----- Material shown -----
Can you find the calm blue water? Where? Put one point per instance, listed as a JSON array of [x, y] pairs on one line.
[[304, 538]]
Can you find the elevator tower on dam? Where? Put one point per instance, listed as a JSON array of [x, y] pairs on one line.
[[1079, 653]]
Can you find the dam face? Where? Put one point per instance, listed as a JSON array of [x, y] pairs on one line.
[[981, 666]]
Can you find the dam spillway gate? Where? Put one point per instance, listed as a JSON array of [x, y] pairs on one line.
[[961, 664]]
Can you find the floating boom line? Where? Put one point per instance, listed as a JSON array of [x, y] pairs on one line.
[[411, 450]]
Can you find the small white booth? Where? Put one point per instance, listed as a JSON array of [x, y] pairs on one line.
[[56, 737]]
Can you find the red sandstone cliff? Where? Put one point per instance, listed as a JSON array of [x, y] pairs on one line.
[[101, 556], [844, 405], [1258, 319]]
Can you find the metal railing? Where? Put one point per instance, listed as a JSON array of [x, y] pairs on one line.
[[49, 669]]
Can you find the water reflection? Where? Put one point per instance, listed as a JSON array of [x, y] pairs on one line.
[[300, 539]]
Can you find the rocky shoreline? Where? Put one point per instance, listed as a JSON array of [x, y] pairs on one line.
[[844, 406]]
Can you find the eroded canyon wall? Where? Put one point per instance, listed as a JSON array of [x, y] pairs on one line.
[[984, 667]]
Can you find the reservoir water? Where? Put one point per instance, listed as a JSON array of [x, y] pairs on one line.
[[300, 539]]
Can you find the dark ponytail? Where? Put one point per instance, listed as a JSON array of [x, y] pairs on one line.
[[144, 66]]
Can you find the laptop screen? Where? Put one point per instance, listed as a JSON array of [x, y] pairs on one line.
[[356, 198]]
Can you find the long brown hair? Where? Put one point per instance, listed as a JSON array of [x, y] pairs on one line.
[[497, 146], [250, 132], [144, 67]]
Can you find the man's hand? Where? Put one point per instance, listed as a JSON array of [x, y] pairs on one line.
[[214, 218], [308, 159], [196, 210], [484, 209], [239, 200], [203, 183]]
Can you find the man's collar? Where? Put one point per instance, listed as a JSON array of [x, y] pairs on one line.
-----
◆ Task prompt: Rewrite all of the material above, replacing "instance" with "occurrence" throughout and leaving everything else unchanged.

◆ Written reply:
Can you find the calm blue water? Where? Put one point per occurrence, listed as a JSON array of [x, y] pairs on one line.
[[304, 538]]
Can you find the elevator tower on dam? Where? Put one point per occurrence, listed as a JSON array of [x, y] pairs on one line.
[[1079, 653]]
Can you find the dam face? Where? Put one point per occurrence, listed as a JSON array of [x, y] pairs on one line.
[[981, 666]]
Can you find the dam spillway gate? Where? Put one point per occurrence, listed as a JSON array of [x, y] pairs on one line.
[[961, 664]]
Can you find the floating boom line? Where? Put one point per occurrence, listed as a JSON array of [x, y] pairs on one line.
[[411, 450]]
Can you find the small white booth? Where? Put one point per occurrence, listed as a JSON array of [x, y] pairs on one line.
[[56, 737]]
Can you find the red sandstone cliff? Where? Put one point per occurrence, listed as a JSON array of [x, y] pairs on one line.
[[101, 556], [844, 405], [1258, 319]]
Can you find the metal railing? Where? Put one point per occurrence, listed as a JSON array of [x, y] pairs on one line.
[[49, 669]]
Can you find the water reflection? Where? Put one point per occurrence, listed as a JSON array of [x, y] pairs on one line.
[[300, 539]]
Can you find the rocky shoreline? Where? Put one point per occurrence, listed as a JSON array of [x, y] pairs on one line.
[[844, 406]]
Can you find the eroded canyon wall? Where? Put one point per occurrence, listed as a JSON array of [x, y] pairs on one line.
[[984, 667]]
Can you find the reservoir water? Where? Put one point per occurrence, listed as a JSON array of [x, y] pairs on one line.
[[300, 539]]
Can you find the dark ponytail? Where? Put one point per occurrence, listed as a JSON array of [x, y] pairs on one line.
[[144, 66]]
Can you find the laptop screen? Where? Put one point per occurrence, listed as a JSON array of [x, y] pairs on one line.
[[356, 198]]
Can you find the long brown hair? Where? Put one point per occurrence, listed as a JSON array of [x, y] pairs on one line.
[[497, 146], [250, 132], [144, 67]]
Can you find the man's hand? Where? Put one point per occurrence, listed as a JSON array of [x, y] pairs on one line.
[[214, 218], [308, 159], [196, 210], [484, 209], [239, 200], [203, 183]]
Can you find the man's collar? Where? Put one point per occurrence, listed as a JSON array of [x, y] pairs on one line.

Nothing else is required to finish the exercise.